* _原文抜粋_
----
静岡大学サスティナビリティセンター

2024.09.05

山地森林流域における地下水流動量は流域面積に依存する

静岡大学学術院農学領域の江草智弘 助教は、国立研究開発法人森林研究・整備機構森林総合研究所との共同研究で、日本全国の森林水文試験地のデータを基に、流域界を越えて移動する地下水の量(地下水流動量; 注1)と流域面積の関係を明らかにしました。

【研究のポイント】

日本全国の152の山地森林流域の水収支データ(注2)を用いて、地下水流動量に流域特性が与える影響を調べました。
地下水流動量は流域面積に強い影響を受けており(注 3)、1 ha以下の小流域では地下水は主に基岩を通って地下深くに浸透し、10 ha以上になると基岩に浸透した地下水の多くは河川に流出することを明らかにしました。
本研究で明らかになった山地森林流域における地下水流動特性は、河川流量の予測精度向上につながることが期待されます。
なお、本研究成果は2024年7月4 日にWater Resources Research誌でオンライン公開されました。

 

【研究概要】

山地森林流域において、流域界を越える地下水流動は河川流出量の形成に重要な役割を果たしています。しかしながら、山地森林流域では、地下水流動量を直接計測することは難しく、その流動特性の解明や予測には至っていません。本研究では日本全国の152の森林水文試験地の水収支データを収集し、機械学習を用いることで、気候・植生・地質・流域面積などの様々な流域特性が地下水流動に与える影響を解析しました。その結果、地下水流動に最も大きな影響を与えるのは流域面積であることが分かりました。具体的には、1 ha以下の小流域では地下深部への地下水浸透が卓越し、流域から水が失われるため河川流量が少なくなるのに対して、流域面積が10 ha以上になると深部への地下水流動による水の損失は少なくなり、上流部で浸透した地下水が最終的には河川に流出することが明らかになりました。
本研究によって、これまで実態の把握が困難であった地下水流動プロセスの解明につながり、河川流出の予測精度向上に貢献することが期待されます。
----
* _作業内容 1_
この研究紹介によると、水収支データを用いた山地森林流域はいくつですか。
* _作業内容 2_
この研究紹介の「本研究で明らかになった山地森」から「貢献することが期待されます。」までの部分を、「機械学習」を「統計的手法」に変えて書き直してください。
* _作業内容 3_
この研究紹介のうち「山地森林流域において、流域界を越える」で始まる段落を、主な事実を残して箇条書きにまとめてください。
記録はこの作業にまったく関わりません。

名前付き対象の指示記録:
----
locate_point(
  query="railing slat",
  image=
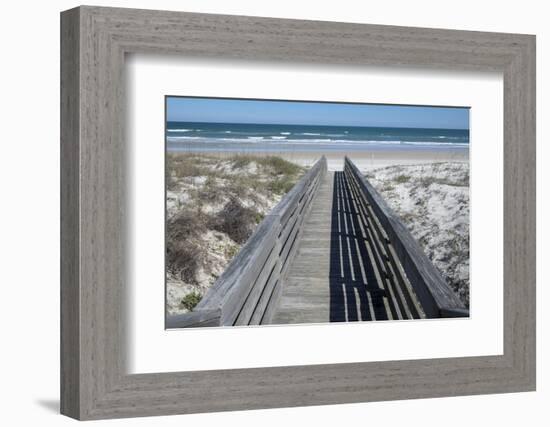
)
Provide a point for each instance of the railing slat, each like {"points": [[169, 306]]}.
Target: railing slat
----
* _最終結果 1_
152の山地森林流域です。

* _最終結果 2_
本研究で明らかになった山地森林流域における地下水流動特性は、河川流量の予測精度向上につながることが期待されます。
なお、本研究成果は2024年7月4 日にWater Resources Research誌でオンライン公開されました。

 

【研究概要】

山地森林流域において、流域界を越える地下水流動は河川流出量の形成に重要な役割を果たしています。しかしながら、山地森林流域では、地下水流動量を直接計測することは難しく、その流動特性の解明や予測には至っていません。本研究では日本全国の152の森林水文試験地の水収支データを収集し、統計的手法を用いることで、気候・植生・地質・流域面積などの様々な流域特性が地下水流動に与える影響を解析しました。その結果、地下水流動に最も大きな影響を与えるのは流域面積であることが分かりました。具体的には、1 ha以下の小流域では地下深部への地下水浸透が卓越し、流域から水が失われるため河川流量が少なくなるのに対して、流域面積が10 ha以上になると深部への地下水流動による水の損失は少なくなり、上流部で浸透した地下水が最終的には河川に流出することが明らかになりました。
本研究によって、これまで実態の把握が困難であった地下水流動プロセスの解明につながり、河川流出の予測精度向上に貢献することが期待されます。

* _最終結果 3_
- 山地森林流域では、流域界を越える地下水流動が河川流出量の形成に重要な役割を果たす。
- 地下水流動量は直接計測が難しく、流動特性の解明や予測には至っていなかった。
- 全国152の森林水文試験地の水収支データを集め、機械学習で気候・植生・地質・流域面積などの影響を解析した。
- 地下水流動に最も大きな影響を与えるのは流域面積だった。
- 1 ha以下の小流域では地下深部への浸透が卓越し、水が失われて河川流量が少なくなる。
- 10 ha以上では深部への損失が少なくなり、上流部で浸透した地下水が最終的に河川に流出する。